## INSTRUCTIONS TO FOLLOW
Reproduce every line of the listing below, including the requests, but add -107 to each number in the bounding-box coordinates. Omit the pictures from your answer.

## EXCERPTED DATA
————————

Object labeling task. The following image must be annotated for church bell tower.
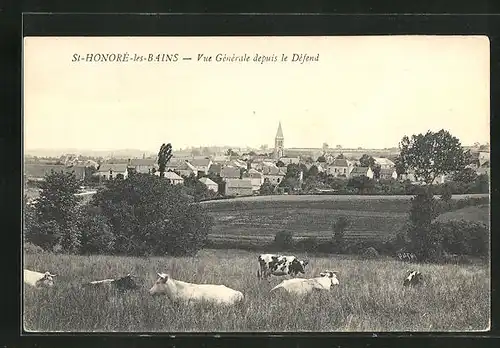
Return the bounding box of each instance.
[274,122,285,160]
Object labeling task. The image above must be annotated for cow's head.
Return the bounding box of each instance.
[319,270,339,285]
[113,273,139,290]
[290,258,309,274]
[36,272,56,287]
[149,273,170,295]
[403,270,423,286]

————————

## RESPONSE FOR THIS EXERCISE
Object labeling task. The following image must be annotated for church bell tower.
Return the bounding box of each instance.
[167,15,178,53]
Object labeling task. The image above must be annotated for cow's head.
Return the bounding box of each instance.
[212,163,232,178]
[6,166,32,183]
[183,151,202,167]
[-71,165,-51,180]
[42,166,63,188]
[296,163,316,179]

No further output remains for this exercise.